- EXERCISES TO COMPLETE -
A - List every person named in the article on Sarepta's Duchenne muscular dystrophy gene therapy.
B - Answer these from the article on Sarepta's Duchenne muscular dystrophy gene therapy:
(i) By when will Sarepta learn whether the FDA approves or rejects its treatment?
(ii) In what year did Sarepta hire Rodino-Klapac from Children's?
(iii) How many gene therapies does Sarepta license from Children's?
C - Pick up the article on Sarepta's Duchenne muscular dystrophy gene therapy after its last sentence and continue it.

- TEXT FOR ANALYSIS -
If approved, a gene therapy for a fatal form of muscular dystrophy could generate $4 billion in sales annually, according to the biopharmaceutical company that licenses the technology from Nationwide Children's Hospital.
Sarepta Therapeutics Inc. will learn by the end of May if the the U.S. Food and Drug Administration approves or rejects its treatment for Duchenne muscular dystrophy.
Named SRP-9001 for now, the therapy could launch as early by this summer if it gets the nod – but even if it happens early next year, the Boston-area biotech would swing to profitability in 2024, CEO Doug Ingram told investors earlier this month.
"A promise to translate brilliant science to life-altering, life-changing therapies – not at some distant vanishing point in the future," Ingram said in a recorded presentation. "Patients can actually benefit from that science now."
Throughout his remarks at the J.P. Morgan Healthcare Conference in San Francisco, Ingram praised the co-inventors who did their work at Children's Wexner Research Institute. Louise Rodino-Klapac, now Sarepta's Columbus-based executive vice president, chief scientific officer and head of R&D, developed the concept for the treatment with the hospital's Dr. Jerry Mendell, who treats children with neuromuscular disorders and heads the clinical trials.
The Duchenne therapy is one of eight gene therapies the Cambridge, Massachusetts-based biotech licenses from Children's, from which it hired Rodino-Klapac in 2018. The next year, it acquired hospital spinoff Myonexus Therapeutics Inc., which was developing other muscular dystrophy therapies invented by Rodino-Klapac – also that company's chief science officer.
If approved, it would be the second therapy from the Columbus institution to hit the market.

Stored data entries
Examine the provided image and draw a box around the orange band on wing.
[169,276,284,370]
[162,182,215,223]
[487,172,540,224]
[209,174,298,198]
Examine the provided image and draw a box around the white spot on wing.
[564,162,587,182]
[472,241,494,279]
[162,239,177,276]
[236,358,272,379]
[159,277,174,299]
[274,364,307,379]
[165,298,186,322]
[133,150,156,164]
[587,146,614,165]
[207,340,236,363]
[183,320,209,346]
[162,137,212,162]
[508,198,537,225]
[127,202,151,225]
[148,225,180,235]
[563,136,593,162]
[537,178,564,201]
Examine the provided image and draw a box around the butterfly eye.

* * *

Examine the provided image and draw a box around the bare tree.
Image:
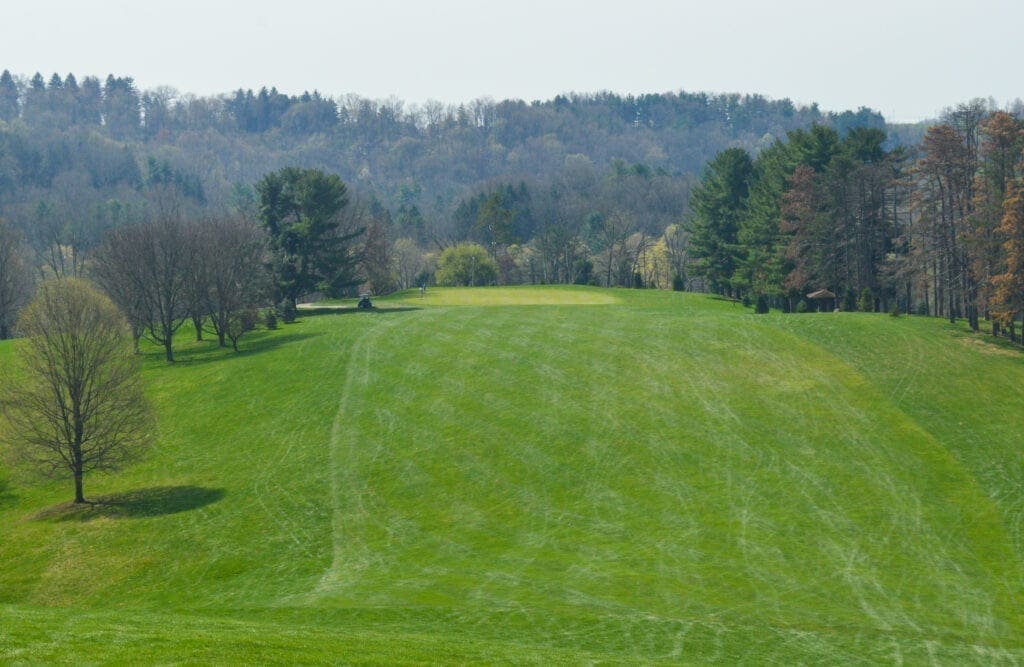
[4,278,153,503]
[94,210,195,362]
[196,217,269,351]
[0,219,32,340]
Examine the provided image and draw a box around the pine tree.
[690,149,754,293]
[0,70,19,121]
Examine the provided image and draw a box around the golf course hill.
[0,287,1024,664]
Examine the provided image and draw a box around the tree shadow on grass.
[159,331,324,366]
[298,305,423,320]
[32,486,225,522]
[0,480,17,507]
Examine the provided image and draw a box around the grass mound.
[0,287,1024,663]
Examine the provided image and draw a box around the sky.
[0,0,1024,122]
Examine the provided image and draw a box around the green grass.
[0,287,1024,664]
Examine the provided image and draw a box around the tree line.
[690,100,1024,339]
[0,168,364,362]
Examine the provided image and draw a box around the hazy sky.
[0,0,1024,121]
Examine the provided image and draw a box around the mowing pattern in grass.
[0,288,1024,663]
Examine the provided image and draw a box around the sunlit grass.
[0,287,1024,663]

- ANSWERS FOR THIS EXERCISE -
A -
Doug Ingram
Louise Rodino-Klapac
Jerry Mendell

B -
(i) By the end of May.
(ii) 2018.
(iii) Eight.

C -
Sarepta opened its main corporate R&D laboratory in 85,000 square feet at 4201 Easton Commons in 2021, expanding last year into another 18,000 square feet. Overall it has the option to take up 140,000 square feet. The aim is 240 employees by 2026.
The company applied for FDA approval of the Duchenne therapy in September, and was granted "priority review" status two months later.
Duchenne is among the most common fatal genetic disorders, occurring almost exclusively in boys, who gradually lose muscle function and typically dying by age 30. It is diagnosed in one out of every 3,500 to 5,000 newborn males worldwide.
"They’ll die usually in their late teens or early 20s," Ingram said in the JPM presentation.
The trouble is the gene that's missing in Duchenne is too big to fit in the modified virus that most gene therapies use to deliver the DNA to the patient's cells.
More than a decade ago, Ingram said, Rodino-Klapac and Mendell were inspired by the case of one patient who had a nearly asymptomatic type of muscular dystrophy. They determined that a portion of the missing gene – enough for the body to make "micro-dystrophin," a small but functioning version of the deficient protein – could be effective. The pair then worked to determine the ideal formulation and the genetic "cassette" that would encode that portion of the protein.
The first patient received a dose in 2018, and more than 100 children have been enrolled in the trial, Ingram said.
Results so far are "compelling to say the least," he said.
Microscopic slides of muscle fibers of one patient show a lattice of the protective protein – barely visible before treatment – that looks almost identical to that of someone without MD. Patients who were treated four years ago are doing better on functional measures of movement as well, Ingram said, compared with the "ferocious decline" in mobility that usually takes place.
Sarepta has three approved treatments on the market that generate about $1 billion in sales a year. The Duchenne therapy could peak at $4 billion annually, Ingram said, but the cost is "far less than its objective value to the patient population."
"We have an enormous amount of work to do in a short period of time," he said. "There is no team better prepared to launch and serve the Duchenne community than Sarepta."